_Exercise directions_: Could you write out the entries below word for word, leaving the pictures out?

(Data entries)
------------------------------------
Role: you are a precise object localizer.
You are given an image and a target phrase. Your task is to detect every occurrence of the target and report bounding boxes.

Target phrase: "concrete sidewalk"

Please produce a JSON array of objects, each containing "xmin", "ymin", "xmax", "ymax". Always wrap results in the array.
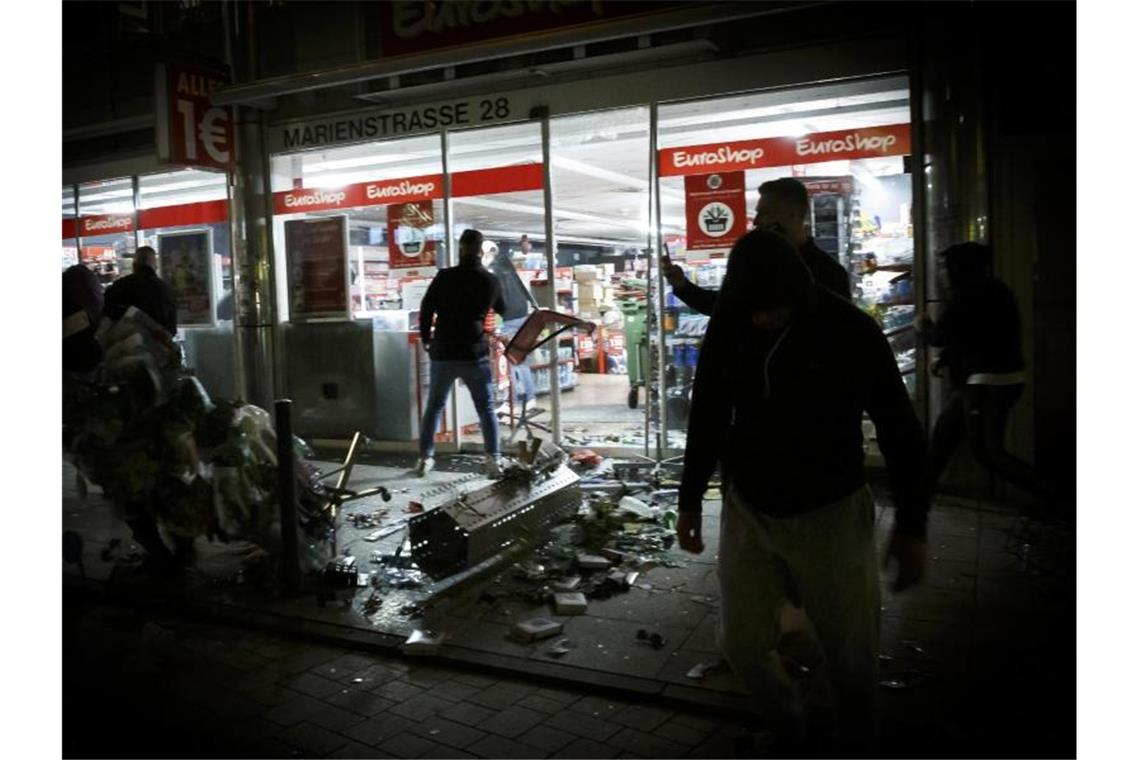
[{"xmin": 64, "ymin": 459, "xmax": 1075, "ymax": 757}]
------------------------------------
_Task answer_:
Role: you are a precise object localizer.
You are given an image and a target phrase. Your task is to detect every occurrence of the target and report bounding boxes.

Target phrase: "concrete sidewalk"

Please produce a JSON array of objects, each containing "xmin", "ymin", "xmax", "ymax". Always wrap results in the array.
[{"xmin": 64, "ymin": 459, "xmax": 1075, "ymax": 757}]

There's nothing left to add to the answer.